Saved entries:
★ ★ ★
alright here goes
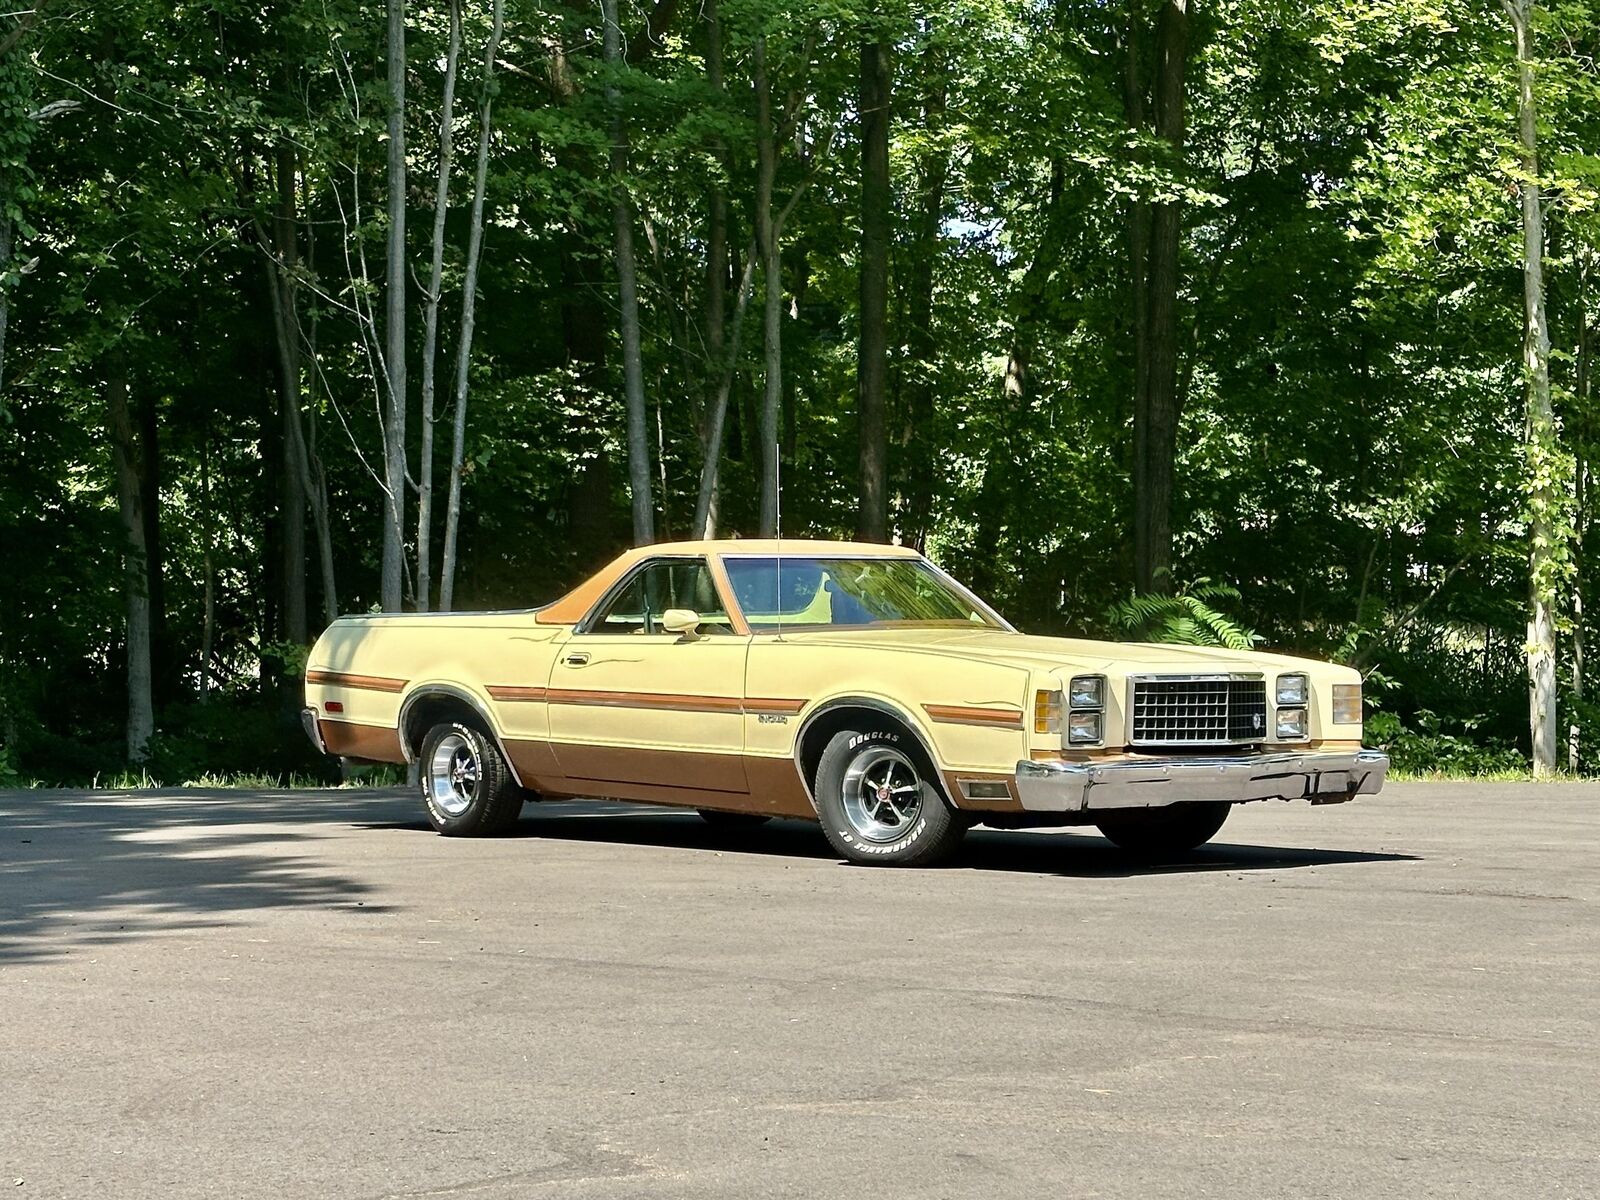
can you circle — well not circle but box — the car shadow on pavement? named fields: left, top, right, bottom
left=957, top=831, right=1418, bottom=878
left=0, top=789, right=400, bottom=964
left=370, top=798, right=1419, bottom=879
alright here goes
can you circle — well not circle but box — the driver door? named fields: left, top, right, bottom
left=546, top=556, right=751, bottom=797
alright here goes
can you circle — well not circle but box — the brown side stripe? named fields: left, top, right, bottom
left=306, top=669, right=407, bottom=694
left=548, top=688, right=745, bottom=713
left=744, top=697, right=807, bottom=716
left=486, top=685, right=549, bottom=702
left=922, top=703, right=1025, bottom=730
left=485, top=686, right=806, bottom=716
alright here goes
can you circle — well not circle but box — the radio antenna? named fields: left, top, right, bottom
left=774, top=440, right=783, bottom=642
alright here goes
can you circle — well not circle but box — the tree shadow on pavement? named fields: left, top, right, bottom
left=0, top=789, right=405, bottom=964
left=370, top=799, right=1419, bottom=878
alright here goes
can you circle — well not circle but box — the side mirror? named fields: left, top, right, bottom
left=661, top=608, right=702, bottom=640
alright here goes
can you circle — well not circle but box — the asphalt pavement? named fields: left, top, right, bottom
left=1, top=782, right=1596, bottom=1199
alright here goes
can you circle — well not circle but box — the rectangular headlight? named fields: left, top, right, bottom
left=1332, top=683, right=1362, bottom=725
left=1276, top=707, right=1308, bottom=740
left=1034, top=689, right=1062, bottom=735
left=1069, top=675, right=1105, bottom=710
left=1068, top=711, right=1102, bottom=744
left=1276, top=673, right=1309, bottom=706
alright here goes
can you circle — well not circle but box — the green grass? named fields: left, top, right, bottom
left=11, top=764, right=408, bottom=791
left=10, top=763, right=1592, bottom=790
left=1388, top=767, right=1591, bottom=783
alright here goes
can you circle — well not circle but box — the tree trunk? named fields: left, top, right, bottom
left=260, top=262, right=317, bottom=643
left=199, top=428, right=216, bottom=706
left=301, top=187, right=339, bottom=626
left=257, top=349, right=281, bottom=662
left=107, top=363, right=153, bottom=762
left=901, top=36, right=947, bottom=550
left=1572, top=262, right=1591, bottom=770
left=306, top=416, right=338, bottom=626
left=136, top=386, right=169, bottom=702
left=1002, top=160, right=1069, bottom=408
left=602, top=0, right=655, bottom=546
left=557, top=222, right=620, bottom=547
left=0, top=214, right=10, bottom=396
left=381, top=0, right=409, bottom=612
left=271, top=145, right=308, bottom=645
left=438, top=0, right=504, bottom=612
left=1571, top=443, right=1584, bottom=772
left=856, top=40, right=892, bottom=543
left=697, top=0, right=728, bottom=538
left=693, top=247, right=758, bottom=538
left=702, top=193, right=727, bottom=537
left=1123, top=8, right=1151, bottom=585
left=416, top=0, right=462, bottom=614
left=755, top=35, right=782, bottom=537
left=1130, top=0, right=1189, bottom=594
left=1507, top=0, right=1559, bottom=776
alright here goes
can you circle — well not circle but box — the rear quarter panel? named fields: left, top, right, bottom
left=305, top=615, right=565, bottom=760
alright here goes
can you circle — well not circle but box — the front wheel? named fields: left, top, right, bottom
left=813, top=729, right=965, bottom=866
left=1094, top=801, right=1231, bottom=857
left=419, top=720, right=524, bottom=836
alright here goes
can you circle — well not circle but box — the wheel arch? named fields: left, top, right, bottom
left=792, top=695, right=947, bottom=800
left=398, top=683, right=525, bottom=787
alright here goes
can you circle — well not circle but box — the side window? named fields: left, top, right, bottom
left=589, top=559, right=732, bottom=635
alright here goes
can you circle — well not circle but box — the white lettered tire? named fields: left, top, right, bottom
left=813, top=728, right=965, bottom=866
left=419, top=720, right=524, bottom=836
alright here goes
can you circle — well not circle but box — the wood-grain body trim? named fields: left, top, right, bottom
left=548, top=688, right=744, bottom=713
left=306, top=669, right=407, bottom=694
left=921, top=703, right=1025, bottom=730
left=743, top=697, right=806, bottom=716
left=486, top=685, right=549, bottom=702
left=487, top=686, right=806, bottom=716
★ ★ ★
This exercise calls for the records to be given again exactly, without the images.

alright here goes
can you circle — well not circle but box — the car shadow on pavement? named fields: left, top, right, bottom
left=957, top=831, right=1418, bottom=878
left=0, top=789, right=400, bottom=964
left=370, top=798, right=1419, bottom=879
alright here goes
can you circle — well not circle but box — the driver door? named fields: left, top, right, bottom
left=546, top=556, right=751, bottom=797
alright here goes
can you circle — well not circle but box — the brown side stripe? named fields: left, top, right, bottom
left=306, top=669, right=407, bottom=694
left=548, top=688, right=745, bottom=713
left=744, top=697, right=807, bottom=716
left=486, top=685, right=549, bottom=702
left=922, top=703, right=1025, bottom=730
left=485, top=686, right=806, bottom=716
alright here goes
can you circle — well not circle but box — the radio antenna? named fields: left, top, right, bottom
left=774, top=440, right=783, bottom=642
alright here goes
can you circle — well not circle but box — the tree shadow on pavement? named fields: left, top, right, bottom
left=0, top=789, right=405, bottom=964
left=370, top=799, right=1419, bottom=878
alright here goes
can you circle — well not circle but box — the side mirror? named fields: left, top, right, bottom
left=661, top=608, right=702, bottom=640
alright here goes
can you circle — well not circle but box — the asphalt pavement? named fields: left, top, right, bottom
left=1, top=782, right=1596, bottom=1199
alright here goes
can you circle — well not circle but box — the rectangular headlight? named fields: left, top, right, bottom
left=1332, top=683, right=1362, bottom=725
left=1276, top=707, right=1308, bottom=740
left=1034, top=689, right=1062, bottom=735
left=1069, top=675, right=1105, bottom=710
left=1068, top=711, right=1102, bottom=744
left=1276, top=673, right=1309, bottom=706
alright here goes
can you circle — well not circle but box — the green grass? named fields: left, top, right, bottom
left=11, top=764, right=408, bottom=791
left=10, top=763, right=1592, bottom=790
left=1388, top=767, right=1591, bottom=783
alright here goes
can you circle — well not circle but box — the tree trunk? named fields: left, top, right, bottom
left=260, top=262, right=317, bottom=643
left=199, top=428, right=216, bottom=706
left=301, top=187, right=339, bottom=626
left=257, top=349, right=281, bottom=662
left=107, top=363, right=153, bottom=762
left=901, top=36, right=947, bottom=550
left=1572, top=262, right=1591, bottom=770
left=306, top=416, right=338, bottom=626
left=136, top=386, right=169, bottom=702
left=1002, top=160, right=1069, bottom=408
left=602, top=0, right=655, bottom=546
left=557, top=222, right=620, bottom=547
left=0, top=214, right=10, bottom=396
left=381, top=0, right=409, bottom=612
left=271, top=145, right=308, bottom=645
left=438, top=0, right=504, bottom=612
left=1571, top=443, right=1584, bottom=772
left=856, top=40, right=892, bottom=543
left=697, top=0, right=728, bottom=538
left=693, top=247, right=758, bottom=538
left=702, top=193, right=727, bottom=537
left=1123, top=8, right=1151, bottom=585
left=416, top=0, right=462, bottom=614
left=755, top=35, right=782, bottom=537
left=1130, top=0, right=1189, bottom=594
left=1507, top=0, right=1559, bottom=776
alright here goes
can you circle — well not circle but box — the rear quarter panel? named fields: left, top, right, bottom
left=305, top=615, right=565, bottom=760
alright here goes
can you circle — well not circle but box — the front wheel? named fields: left, top, right, bottom
left=813, top=729, right=965, bottom=866
left=1094, top=801, right=1231, bottom=857
left=419, top=720, right=524, bottom=836
alright here goes
can you circle — well not circle but box — the wheel arch? named fields: left, top, right, bottom
left=792, top=695, right=947, bottom=800
left=398, top=683, right=525, bottom=787
alright here goes
can you circle — well not circle but box — the side window? named fields: left, top, right, bottom
left=589, top=559, right=732, bottom=635
alright here goes
can you circle — well not circle but box — the white lettered tire? named fields: left, top, right, bottom
left=813, top=728, right=965, bottom=866
left=419, top=720, right=524, bottom=836
alright here goes
can you circle — well not circle but box — the wood-grain body trim? named fields: left, top, right, bottom
left=548, top=688, right=744, bottom=713
left=306, top=669, right=407, bottom=694
left=921, top=703, right=1025, bottom=730
left=743, top=697, right=806, bottom=716
left=486, top=685, right=549, bottom=702
left=487, top=686, right=806, bottom=716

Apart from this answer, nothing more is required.